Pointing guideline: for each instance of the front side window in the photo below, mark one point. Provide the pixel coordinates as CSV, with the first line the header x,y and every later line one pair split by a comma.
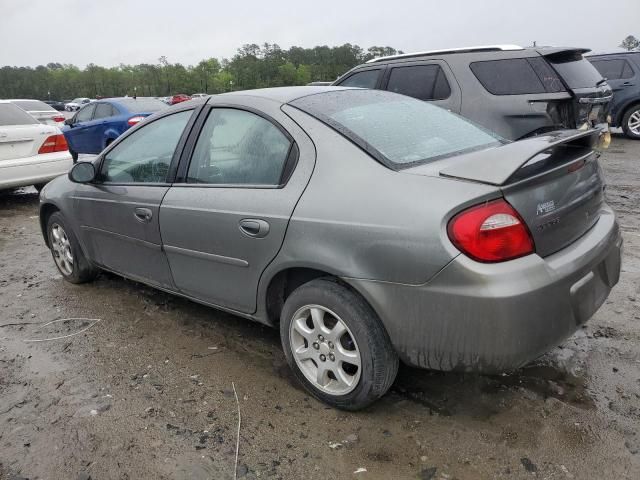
x,y
424,82
517,76
615,69
365,79
396,130
237,147
146,154
85,113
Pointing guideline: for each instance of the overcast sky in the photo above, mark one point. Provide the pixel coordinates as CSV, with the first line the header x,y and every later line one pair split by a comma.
x,y
110,32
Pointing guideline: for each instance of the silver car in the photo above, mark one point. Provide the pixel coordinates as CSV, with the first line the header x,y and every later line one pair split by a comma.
x,y
369,227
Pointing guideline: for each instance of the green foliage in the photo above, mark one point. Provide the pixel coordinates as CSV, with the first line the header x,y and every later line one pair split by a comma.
x,y
253,66
630,43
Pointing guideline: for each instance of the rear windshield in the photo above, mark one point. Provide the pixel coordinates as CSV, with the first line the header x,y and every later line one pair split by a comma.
x,y
33,106
575,70
396,130
142,105
12,115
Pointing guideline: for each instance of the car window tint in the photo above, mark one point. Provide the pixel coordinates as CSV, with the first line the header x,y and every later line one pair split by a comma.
x,y
85,113
12,115
614,69
516,76
237,147
366,79
396,130
103,110
424,82
145,155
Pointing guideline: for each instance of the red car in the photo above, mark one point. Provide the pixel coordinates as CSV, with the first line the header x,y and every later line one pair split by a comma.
x,y
180,97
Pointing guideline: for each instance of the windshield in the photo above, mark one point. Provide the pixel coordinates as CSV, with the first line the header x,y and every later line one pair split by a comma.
x,y
142,104
575,70
33,105
398,131
12,115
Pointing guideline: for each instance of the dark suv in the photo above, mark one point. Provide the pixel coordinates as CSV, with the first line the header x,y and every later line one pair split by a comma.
x,y
622,71
516,92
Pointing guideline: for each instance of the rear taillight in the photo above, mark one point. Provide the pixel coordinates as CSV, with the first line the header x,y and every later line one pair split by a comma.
x,y
54,143
491,232
133,120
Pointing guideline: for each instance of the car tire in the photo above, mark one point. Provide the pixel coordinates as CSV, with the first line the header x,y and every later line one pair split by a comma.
x,y
631,122
320,356
66,251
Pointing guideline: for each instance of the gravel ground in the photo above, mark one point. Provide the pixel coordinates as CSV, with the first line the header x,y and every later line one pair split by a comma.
x,y
147,392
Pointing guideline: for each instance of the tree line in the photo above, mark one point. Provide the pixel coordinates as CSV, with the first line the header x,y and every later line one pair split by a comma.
x,y
253,66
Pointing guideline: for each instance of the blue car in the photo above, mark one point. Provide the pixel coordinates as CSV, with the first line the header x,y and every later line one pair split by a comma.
x,y
99,123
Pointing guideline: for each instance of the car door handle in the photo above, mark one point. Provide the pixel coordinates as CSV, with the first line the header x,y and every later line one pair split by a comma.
x,y
254,227
143,215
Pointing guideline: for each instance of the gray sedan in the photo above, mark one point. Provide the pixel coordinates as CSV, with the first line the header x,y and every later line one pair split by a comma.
x,y
367,226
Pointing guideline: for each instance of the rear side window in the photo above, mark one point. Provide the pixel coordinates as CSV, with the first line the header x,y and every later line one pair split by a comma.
x,y
33,106
614,69
396,130
237,147
517,76
424,82
13,115
575,70
365,79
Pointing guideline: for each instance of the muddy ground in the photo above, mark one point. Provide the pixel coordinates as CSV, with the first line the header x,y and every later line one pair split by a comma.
x,y
147,392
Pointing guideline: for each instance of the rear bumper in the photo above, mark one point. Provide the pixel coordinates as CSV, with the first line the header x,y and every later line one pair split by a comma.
x,y
496,317
33,170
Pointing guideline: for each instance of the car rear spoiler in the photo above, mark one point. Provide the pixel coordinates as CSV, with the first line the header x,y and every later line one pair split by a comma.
x,y
508,159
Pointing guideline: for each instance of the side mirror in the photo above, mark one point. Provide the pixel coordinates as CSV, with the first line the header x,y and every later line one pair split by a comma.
x,y
82,172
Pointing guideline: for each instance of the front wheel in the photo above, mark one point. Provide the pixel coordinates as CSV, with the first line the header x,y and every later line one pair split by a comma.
x,y
66,251
336,345
631,122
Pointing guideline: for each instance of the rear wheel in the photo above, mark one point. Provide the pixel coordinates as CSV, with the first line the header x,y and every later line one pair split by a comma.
x,y
631,122
66,251
336,345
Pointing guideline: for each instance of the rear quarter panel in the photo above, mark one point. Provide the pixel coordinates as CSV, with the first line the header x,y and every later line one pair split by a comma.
x,y
360,219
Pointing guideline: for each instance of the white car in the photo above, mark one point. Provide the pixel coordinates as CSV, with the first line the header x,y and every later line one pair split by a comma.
x,y
31,153
76,104
40,111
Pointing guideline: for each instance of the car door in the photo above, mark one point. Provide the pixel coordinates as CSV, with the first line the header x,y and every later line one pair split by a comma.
x,y
430,81
118,213
98,126
78,133
622,76
225,218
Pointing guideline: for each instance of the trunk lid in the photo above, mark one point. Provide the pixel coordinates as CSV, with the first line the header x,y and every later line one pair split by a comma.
x,y
20,141
553,181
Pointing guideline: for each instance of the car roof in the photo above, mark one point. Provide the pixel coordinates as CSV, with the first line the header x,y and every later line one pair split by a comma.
x,y
284,94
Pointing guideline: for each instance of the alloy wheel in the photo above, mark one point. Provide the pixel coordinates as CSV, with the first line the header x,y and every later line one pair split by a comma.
x,y
61,247
634,123
325,350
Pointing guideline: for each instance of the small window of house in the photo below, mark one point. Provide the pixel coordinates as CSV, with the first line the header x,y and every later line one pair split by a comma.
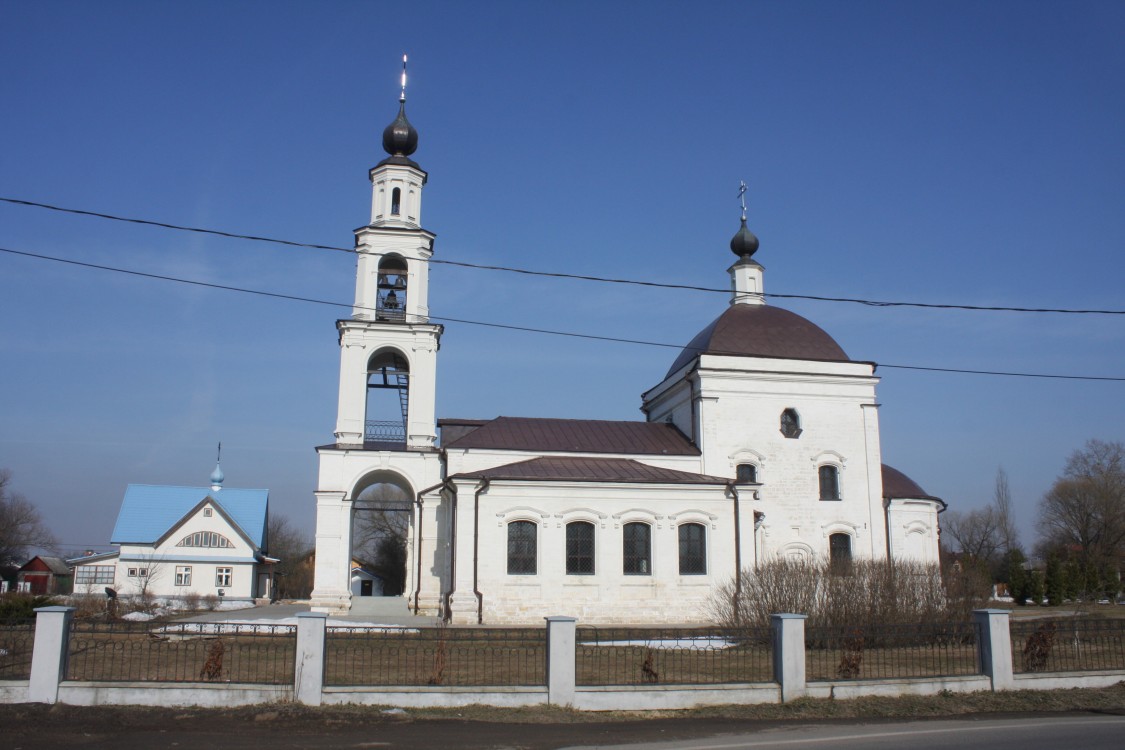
x,y
829,482
638,549
521,548
579,549
790,423
839,552
692,550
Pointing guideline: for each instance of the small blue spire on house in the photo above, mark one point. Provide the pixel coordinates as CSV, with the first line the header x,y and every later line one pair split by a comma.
x,y
217,475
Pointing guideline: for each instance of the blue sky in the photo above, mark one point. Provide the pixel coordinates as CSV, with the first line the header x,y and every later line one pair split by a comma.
x,y
939,152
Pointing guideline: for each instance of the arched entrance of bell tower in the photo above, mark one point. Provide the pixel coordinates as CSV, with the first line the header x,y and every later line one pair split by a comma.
x,y
383,520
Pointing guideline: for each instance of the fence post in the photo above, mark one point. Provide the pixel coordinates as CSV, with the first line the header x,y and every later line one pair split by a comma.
x,y
308,671
48,653
996,647
560,659
789,654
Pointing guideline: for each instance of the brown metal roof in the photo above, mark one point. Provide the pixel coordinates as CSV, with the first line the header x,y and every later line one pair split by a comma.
x,y
586,469
762,331
577,436
899,486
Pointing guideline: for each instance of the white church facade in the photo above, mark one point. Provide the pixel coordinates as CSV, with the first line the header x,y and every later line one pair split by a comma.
x,y
761,442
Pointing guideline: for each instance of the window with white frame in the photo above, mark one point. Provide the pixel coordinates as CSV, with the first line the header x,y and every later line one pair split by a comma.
x,y
206,539
95,574
637,539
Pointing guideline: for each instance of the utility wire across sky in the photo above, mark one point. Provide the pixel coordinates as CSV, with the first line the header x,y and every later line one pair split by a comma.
x,y
505,326
870,303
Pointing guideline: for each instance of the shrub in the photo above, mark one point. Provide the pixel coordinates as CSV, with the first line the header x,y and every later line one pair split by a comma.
x,y
867,593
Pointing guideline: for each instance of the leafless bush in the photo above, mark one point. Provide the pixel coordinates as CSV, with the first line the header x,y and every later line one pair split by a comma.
x,y
865,593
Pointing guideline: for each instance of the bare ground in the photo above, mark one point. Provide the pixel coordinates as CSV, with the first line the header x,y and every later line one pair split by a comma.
x,y
287,725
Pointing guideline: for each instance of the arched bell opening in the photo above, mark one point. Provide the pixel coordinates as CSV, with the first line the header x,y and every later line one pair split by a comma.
x,y
388,381
390,300
383,516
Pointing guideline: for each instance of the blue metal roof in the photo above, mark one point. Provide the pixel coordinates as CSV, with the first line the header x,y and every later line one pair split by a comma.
x,y
150,511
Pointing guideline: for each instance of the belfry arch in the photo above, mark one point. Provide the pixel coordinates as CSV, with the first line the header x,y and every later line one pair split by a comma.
x,y
388,395
381,531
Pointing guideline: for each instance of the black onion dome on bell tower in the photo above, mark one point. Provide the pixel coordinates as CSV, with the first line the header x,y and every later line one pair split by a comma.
x,y
744,243
399,138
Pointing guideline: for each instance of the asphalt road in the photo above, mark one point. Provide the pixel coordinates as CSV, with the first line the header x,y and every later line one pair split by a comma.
x,y
1011,732
1023,733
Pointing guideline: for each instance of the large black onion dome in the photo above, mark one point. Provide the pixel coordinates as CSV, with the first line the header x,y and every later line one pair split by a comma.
x,y
399,138
744,243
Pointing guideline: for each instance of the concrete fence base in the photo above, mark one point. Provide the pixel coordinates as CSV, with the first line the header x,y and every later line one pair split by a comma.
x,y
51,647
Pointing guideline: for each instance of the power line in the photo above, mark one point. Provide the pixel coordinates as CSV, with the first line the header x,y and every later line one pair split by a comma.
x,y
552,274
568,334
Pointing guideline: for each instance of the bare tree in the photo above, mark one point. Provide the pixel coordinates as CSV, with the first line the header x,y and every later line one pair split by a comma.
x,y
1085,509
291,545
1005,516
21,530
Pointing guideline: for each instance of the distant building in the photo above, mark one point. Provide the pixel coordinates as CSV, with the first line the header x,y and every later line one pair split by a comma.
x,y
44,575
761,442
180,541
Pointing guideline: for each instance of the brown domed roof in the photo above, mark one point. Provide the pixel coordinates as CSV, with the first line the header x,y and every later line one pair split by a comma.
x,y
899,486
762,331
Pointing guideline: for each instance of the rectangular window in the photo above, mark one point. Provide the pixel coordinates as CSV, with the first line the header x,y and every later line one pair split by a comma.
x,y
95,575
692,550
579,549
521,548
638,549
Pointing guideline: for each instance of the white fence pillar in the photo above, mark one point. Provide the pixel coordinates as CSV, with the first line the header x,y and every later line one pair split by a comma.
x,y
789,654
996,647
48,654
308,672
560,660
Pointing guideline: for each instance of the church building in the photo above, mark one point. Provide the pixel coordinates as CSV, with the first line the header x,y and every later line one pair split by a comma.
x,y
759,442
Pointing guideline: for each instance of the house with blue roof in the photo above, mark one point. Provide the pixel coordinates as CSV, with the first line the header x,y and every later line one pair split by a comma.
x,y
185,541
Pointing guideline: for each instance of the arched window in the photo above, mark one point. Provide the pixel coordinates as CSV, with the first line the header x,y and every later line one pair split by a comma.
x,y
839,552
579,549
638,549
692,550
206,539
829,482
790,423
387,397
390,296
521,548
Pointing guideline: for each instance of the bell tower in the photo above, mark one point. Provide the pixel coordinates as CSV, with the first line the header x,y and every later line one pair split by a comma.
x,y
388,348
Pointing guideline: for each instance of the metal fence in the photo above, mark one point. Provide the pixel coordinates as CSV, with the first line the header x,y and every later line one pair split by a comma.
x,y
181,652
681,656
17,640
1072,644
437,656
888,652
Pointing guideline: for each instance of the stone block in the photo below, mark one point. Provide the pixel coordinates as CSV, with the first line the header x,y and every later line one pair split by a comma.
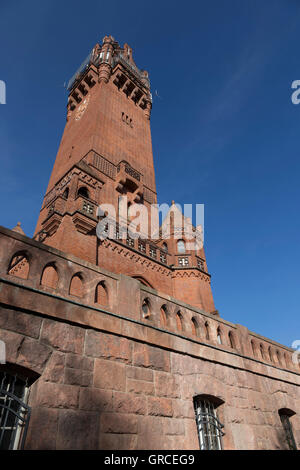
x,y
109,375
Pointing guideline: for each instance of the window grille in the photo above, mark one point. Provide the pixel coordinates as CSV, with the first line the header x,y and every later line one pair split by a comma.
x,y
130,241
200,264
183,261
142,247
152,252
288,431
209,427
14,412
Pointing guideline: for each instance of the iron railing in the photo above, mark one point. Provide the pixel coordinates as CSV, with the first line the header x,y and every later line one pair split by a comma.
x,y
14,412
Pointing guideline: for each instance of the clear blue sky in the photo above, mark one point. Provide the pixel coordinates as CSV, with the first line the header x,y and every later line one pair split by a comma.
x,y
225,132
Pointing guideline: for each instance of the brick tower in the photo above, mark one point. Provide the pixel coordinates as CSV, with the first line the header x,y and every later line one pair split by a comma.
x,y
106,153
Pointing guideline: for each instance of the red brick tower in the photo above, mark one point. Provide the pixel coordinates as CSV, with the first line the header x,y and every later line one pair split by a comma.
x,y
105,153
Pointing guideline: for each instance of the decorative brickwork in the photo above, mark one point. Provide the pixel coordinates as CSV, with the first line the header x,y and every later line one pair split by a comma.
x,y
118,338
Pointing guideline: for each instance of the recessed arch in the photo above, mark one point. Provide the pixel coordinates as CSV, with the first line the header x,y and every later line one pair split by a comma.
x,y
181,246
262,351
195,327
84,192
146,308
179,321
49,276
66,193
164,315
253,347
270,354
207,330
101,294
219,335
231,340
76,285
19,265
143,281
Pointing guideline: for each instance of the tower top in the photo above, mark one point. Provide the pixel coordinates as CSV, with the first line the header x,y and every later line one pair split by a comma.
x,y
111,53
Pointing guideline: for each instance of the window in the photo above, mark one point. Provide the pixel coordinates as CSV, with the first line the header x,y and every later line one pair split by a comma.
x,y
19,265
163,315
83,191
165,247
181,246
200,264
208,424
285,415
231,340
101,296
146,308
219,339
66,193
206,326
195,327
152,252
179,321
14,412
183,261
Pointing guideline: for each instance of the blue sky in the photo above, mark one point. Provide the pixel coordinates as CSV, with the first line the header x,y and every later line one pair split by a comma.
x,y
225,132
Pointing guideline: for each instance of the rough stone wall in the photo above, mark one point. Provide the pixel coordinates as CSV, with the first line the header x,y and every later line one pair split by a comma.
x,y
115,379
102,391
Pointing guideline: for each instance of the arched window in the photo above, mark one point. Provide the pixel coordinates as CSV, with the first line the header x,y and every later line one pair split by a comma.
x,y
219,337
231,340
19,265
66,193
101,296
180,246
195,327
163,315
146,308
49,276
278,357
76,285
270,354
210,429
207,332
289,440
253,347
84,192
179,321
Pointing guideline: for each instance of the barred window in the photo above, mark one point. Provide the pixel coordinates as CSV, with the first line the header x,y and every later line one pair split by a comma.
x,y
14,411
208,425
183,261
285,415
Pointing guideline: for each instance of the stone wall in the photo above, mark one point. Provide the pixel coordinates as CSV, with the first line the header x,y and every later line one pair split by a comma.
x,y
114,379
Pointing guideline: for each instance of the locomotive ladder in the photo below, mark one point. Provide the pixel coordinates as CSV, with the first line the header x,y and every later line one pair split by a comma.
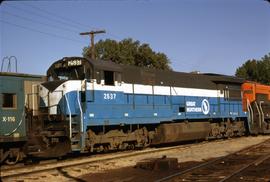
x,y
76,132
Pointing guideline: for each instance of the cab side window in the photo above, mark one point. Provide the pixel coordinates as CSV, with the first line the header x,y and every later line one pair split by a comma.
x,y
9,101
108,77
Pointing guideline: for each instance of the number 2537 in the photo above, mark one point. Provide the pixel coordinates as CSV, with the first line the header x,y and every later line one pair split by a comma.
x,y
109,96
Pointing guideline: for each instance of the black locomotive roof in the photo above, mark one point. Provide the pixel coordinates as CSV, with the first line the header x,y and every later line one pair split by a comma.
x,y
138,75
88,63
20,75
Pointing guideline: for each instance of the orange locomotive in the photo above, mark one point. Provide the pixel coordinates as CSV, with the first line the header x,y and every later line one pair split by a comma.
x,y
256,101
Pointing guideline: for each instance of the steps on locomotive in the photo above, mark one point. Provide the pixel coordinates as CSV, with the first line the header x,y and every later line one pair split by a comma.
x,y
76,134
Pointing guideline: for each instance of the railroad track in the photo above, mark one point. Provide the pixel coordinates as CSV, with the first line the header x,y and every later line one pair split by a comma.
x,y
234,167
11,172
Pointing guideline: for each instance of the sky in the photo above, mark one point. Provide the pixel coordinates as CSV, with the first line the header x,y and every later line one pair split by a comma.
x,y
210,36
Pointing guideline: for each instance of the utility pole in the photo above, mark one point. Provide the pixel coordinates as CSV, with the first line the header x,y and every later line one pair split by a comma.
x,y
92,45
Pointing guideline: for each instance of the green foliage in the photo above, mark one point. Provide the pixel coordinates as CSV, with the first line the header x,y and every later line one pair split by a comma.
x,y
256,70
129,52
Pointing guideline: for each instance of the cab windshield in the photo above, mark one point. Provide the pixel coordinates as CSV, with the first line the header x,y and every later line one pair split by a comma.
x,y
69,73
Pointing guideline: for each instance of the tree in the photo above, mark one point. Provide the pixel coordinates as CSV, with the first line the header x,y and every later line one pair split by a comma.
x,y
256,70
129,52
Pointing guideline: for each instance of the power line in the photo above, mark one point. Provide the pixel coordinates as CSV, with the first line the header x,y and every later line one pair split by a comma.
x,y
45,33
59,16
67,19
42,16
34,21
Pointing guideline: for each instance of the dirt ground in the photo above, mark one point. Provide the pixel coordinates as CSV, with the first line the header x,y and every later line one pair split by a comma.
x,y
120,170
124,170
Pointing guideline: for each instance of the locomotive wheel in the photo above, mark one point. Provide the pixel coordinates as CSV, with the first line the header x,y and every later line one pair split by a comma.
x,y
13,158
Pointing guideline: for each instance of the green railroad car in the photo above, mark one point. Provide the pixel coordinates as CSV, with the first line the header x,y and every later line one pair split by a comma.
x,y
15,98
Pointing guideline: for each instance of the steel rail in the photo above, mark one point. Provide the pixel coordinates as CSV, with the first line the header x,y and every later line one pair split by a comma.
x,y
6,173
218,159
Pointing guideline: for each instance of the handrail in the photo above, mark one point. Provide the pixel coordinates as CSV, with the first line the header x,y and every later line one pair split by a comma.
x,y
260,117
70,124
250,109
260,106
81,113
23,113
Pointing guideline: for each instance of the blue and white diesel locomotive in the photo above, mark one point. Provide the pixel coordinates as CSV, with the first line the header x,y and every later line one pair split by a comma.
x,y
94,105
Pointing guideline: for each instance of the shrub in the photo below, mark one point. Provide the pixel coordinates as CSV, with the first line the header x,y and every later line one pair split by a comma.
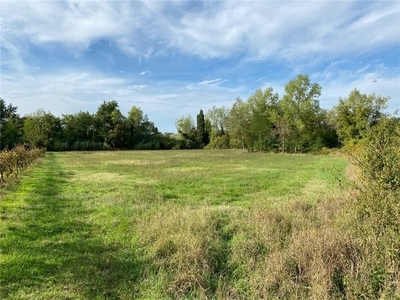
x,y
15,160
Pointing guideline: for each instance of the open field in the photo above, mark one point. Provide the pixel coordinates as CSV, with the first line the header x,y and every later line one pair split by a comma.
x,y
170,224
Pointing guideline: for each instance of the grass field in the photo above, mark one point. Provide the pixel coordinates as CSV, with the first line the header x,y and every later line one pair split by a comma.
x,y
164,224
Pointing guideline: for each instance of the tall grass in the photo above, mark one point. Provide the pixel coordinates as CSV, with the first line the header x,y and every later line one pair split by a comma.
x,y
188,225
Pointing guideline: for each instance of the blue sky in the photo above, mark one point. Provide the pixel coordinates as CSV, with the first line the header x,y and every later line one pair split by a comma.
x,y
173,58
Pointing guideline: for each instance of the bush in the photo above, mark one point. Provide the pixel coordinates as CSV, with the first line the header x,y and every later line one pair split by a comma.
x,y
377,209
15,160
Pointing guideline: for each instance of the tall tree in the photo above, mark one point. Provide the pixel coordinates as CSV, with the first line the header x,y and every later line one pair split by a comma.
x,y
300,114
10,126
239,122
109,124
42,129
356,113
217,118
203,137
262,105
187,132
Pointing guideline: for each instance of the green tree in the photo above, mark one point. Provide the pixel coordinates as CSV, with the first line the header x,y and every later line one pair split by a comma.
x,y
356,113
78,131
217,119
300,115
187,132
109,124
262,106
42,129
203,137
10,126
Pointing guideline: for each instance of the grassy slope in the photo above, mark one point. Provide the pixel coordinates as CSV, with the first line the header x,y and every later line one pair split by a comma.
x,y
124,225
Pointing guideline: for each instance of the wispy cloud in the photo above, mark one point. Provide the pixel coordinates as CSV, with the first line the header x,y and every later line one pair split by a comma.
x,y
69,55
144,73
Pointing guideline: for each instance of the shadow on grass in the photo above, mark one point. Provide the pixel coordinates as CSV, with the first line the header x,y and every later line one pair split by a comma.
x,y
50,251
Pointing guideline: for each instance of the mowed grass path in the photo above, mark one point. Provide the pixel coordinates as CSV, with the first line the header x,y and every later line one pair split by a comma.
x,y
73,227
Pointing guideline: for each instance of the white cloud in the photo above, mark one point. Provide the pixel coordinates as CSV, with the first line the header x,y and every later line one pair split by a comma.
x,y
216,81
287,30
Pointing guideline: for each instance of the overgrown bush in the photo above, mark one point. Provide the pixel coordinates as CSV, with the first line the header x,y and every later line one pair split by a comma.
x,y
377,209
15,160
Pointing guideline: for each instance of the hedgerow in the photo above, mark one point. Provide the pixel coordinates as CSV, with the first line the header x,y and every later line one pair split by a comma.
x,y
13,161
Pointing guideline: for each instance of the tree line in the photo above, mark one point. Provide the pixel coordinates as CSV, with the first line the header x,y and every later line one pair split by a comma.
x,y
292,123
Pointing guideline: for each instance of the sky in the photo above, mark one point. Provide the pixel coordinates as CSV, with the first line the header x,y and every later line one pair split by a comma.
x,y
173,58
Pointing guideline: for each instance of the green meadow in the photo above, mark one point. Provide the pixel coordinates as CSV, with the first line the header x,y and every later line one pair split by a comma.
x,y
194,224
========
Your task: Return the lines above, from the one containing "Pointing guideline: for each instance of the green meadow" to the end, exactly as they stand.

Exercise response:
Pointing guideline: for each instance of the green meadow in the photo above, mark one point. Provide the pixel coordinates as CSV, with the first line the header x,y and every later line one pair split by a comma.
x,y
194,224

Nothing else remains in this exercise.